#### Task brief
Line by line, retype the material below exactly, from its first line up to and including the one holding "Target: bird's foot".

#### Material to process
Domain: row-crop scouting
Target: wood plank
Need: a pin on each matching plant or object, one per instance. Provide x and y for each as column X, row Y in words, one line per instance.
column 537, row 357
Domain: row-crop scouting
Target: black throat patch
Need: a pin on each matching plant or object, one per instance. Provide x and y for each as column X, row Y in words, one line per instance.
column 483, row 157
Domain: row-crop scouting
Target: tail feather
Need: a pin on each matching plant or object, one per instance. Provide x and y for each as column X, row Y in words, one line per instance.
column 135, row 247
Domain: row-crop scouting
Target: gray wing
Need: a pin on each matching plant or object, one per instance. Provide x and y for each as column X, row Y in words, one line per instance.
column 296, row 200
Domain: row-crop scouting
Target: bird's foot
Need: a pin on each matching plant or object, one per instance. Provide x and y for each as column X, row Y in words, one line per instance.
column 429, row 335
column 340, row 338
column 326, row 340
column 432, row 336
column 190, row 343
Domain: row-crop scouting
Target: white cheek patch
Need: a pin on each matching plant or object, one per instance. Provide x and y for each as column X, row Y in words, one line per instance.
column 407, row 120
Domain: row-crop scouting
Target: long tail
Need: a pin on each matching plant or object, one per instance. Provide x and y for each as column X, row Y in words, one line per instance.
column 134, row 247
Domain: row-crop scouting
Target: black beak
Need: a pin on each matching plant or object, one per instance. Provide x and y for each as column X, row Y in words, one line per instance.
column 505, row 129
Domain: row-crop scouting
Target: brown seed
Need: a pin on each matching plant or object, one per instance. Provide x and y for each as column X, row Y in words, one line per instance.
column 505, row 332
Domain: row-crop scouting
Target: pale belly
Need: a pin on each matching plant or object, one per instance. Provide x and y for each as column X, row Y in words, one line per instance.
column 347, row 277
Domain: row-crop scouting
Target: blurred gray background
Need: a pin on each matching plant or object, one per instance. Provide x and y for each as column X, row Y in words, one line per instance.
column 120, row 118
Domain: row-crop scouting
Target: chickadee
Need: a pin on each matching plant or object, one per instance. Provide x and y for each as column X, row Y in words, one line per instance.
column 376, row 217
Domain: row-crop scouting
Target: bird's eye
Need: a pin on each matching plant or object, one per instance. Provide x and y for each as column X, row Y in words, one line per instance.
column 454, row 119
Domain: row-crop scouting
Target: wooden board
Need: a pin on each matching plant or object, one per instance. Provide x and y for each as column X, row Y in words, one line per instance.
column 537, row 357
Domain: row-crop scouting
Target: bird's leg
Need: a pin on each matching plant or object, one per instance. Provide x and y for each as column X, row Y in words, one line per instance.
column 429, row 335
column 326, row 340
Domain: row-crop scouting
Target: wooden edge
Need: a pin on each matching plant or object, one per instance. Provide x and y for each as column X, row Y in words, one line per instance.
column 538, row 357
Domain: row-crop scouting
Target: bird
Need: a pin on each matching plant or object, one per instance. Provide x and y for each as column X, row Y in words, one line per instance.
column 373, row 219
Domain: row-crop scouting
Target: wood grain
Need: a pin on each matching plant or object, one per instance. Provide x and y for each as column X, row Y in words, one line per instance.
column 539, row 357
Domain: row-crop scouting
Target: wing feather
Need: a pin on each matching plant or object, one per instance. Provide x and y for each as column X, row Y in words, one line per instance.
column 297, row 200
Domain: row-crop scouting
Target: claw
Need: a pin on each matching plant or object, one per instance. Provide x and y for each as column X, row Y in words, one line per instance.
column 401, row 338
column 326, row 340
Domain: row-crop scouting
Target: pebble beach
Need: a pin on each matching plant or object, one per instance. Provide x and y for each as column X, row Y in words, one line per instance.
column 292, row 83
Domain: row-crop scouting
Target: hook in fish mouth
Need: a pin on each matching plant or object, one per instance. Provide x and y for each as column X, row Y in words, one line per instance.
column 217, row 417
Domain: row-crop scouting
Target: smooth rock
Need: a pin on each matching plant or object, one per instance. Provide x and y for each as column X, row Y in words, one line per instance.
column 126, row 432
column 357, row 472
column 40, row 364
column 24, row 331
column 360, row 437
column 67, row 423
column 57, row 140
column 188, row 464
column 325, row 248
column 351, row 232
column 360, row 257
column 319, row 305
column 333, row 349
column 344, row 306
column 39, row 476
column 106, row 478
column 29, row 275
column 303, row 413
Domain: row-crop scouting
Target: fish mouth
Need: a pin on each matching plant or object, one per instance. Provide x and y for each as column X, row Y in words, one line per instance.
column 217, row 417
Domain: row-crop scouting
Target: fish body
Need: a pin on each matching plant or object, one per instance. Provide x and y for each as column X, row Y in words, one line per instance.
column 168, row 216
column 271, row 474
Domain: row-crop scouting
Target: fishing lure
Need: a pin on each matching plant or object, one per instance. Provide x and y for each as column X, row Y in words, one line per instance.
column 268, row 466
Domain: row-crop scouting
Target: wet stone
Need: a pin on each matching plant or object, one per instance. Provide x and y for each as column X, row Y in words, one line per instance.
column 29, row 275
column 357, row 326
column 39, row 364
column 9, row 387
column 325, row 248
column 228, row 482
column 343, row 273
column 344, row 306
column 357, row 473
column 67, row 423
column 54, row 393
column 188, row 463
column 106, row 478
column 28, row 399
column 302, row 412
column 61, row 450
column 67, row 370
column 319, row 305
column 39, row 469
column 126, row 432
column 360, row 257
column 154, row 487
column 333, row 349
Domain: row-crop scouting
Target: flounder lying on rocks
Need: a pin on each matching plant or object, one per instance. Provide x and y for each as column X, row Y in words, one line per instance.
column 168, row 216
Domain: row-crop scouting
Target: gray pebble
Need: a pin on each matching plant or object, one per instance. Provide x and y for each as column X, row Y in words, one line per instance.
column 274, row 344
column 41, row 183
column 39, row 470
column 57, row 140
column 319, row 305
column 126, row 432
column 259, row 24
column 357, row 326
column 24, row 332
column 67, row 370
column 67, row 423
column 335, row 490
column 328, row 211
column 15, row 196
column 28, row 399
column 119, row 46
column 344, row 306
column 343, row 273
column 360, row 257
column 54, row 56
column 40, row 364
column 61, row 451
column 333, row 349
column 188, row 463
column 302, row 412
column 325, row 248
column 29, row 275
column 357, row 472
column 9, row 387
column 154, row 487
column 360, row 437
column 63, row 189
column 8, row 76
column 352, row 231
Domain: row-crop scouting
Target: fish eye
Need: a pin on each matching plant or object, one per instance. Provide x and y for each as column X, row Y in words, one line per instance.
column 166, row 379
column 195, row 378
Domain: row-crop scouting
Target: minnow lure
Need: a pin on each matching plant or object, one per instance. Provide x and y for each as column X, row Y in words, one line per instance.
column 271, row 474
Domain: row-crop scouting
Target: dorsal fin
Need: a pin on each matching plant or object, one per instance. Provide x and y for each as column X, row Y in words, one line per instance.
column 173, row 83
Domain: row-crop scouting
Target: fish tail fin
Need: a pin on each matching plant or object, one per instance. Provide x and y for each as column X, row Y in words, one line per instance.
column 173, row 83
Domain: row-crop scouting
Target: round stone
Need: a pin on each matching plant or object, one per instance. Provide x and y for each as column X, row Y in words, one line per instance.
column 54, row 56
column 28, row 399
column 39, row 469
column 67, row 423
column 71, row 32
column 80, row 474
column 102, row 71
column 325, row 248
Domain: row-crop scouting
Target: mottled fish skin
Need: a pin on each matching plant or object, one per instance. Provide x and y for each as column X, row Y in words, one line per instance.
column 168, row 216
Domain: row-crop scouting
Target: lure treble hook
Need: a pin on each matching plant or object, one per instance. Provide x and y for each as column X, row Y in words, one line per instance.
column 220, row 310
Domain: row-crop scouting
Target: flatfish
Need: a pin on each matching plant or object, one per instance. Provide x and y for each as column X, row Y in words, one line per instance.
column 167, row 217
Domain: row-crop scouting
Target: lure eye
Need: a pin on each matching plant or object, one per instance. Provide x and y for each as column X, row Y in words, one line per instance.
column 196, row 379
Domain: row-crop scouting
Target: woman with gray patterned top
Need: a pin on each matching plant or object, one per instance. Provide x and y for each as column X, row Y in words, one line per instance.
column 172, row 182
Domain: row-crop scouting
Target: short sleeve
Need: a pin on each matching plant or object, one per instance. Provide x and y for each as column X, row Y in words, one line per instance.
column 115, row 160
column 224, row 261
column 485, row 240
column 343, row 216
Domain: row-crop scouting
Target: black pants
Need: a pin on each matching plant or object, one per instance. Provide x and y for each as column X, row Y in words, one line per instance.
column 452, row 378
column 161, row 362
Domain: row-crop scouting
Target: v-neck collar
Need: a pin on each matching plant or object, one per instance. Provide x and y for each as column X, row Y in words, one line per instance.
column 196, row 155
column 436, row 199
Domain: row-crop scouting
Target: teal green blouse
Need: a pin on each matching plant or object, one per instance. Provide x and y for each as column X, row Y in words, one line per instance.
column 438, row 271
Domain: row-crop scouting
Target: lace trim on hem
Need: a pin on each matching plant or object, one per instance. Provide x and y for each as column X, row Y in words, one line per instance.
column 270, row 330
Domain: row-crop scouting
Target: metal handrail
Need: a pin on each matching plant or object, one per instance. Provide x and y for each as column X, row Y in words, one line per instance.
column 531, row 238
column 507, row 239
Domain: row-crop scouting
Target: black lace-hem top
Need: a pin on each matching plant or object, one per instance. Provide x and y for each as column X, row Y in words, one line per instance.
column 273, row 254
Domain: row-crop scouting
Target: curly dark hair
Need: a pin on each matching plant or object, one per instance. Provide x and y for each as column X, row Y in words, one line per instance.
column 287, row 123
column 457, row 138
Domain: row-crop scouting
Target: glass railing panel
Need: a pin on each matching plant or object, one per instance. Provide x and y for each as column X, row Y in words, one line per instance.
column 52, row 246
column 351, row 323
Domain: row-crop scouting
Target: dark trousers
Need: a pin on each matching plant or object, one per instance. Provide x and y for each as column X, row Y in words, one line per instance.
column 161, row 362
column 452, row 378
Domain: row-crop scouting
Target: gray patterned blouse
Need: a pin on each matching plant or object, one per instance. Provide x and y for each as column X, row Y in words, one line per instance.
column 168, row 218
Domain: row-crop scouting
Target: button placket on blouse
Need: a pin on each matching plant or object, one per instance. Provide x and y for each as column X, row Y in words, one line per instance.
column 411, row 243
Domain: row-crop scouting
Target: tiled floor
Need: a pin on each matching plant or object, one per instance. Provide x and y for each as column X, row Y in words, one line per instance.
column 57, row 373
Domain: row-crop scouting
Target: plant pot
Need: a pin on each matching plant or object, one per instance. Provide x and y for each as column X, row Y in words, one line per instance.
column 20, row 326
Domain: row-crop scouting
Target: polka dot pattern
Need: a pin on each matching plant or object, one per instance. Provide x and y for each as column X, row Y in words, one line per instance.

#### Final answer
Domain: row-crop scouting
Target: wood plank
Need: a pin on each matching plant or object, one per instance. Provide x and y for each as column X, row Y in words, one line per instance.
column 537, row 357
Domain: row-crop scouting
Target: black throat patch
Need: a pin on each matching plant or object, one per instance. Provide x and y for each as column X, row Y in words, one line per instance.
column 483, row 157
Domain: row-crop scouting
Target: tail feather
Need: a pin on each matching plant or object, one per instance. Provide x and y for each as column X, row Y in words, one line per instance.
column 135, row 247
Domain: row-crop scouting
Target: gray wing
Need: a pin on each matching plant or object, one per instance. Provide x and y for each as column X, row Y in words, one line per instance.
column 296, row 200
Domain: row-crop scouting
Target: bird's foot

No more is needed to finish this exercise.